> [WHAT YOU WILL DO]:
A word-for-word repeat of the records below is what this calls for.

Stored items
- Opening Delimiter -

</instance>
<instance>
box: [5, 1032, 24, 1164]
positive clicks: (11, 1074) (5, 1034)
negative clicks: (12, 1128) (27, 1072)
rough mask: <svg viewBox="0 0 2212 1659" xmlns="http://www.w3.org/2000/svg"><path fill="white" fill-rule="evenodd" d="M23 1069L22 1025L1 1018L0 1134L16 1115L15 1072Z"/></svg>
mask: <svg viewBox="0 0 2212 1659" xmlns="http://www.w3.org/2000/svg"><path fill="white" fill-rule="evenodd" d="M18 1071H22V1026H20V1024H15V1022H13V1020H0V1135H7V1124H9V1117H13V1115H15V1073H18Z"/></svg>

- Closing Delimiter -

> [TASK RESULT]:
</instance>
<instance>
box: [5, 1032, 24, 1164]
positive clicks: (11, 1074) (5, 1034)
negative clicks: (12, 1128) (27, 1072)
rough mask: <svg viewBox="0 0 2212 1659" xmlns="http://www.w3.org/2000/svg"><path fill="white" fill-rule="evenodd" d="M23 1069L22 1025L1 1018L0 1134L16 1115L15 1072Z"/></svg>
mask: <svg viewBox="0 0 2212 1659" xmlns="http://www.w3.org/2000/svg"><path fill="white" fill-rule="evenodd" d="M18 1071H22V1026H20V1024H15V1022H13V1020H0V1135H7V1124H9V1117H13V1115H15V1073H18Z"/></svg>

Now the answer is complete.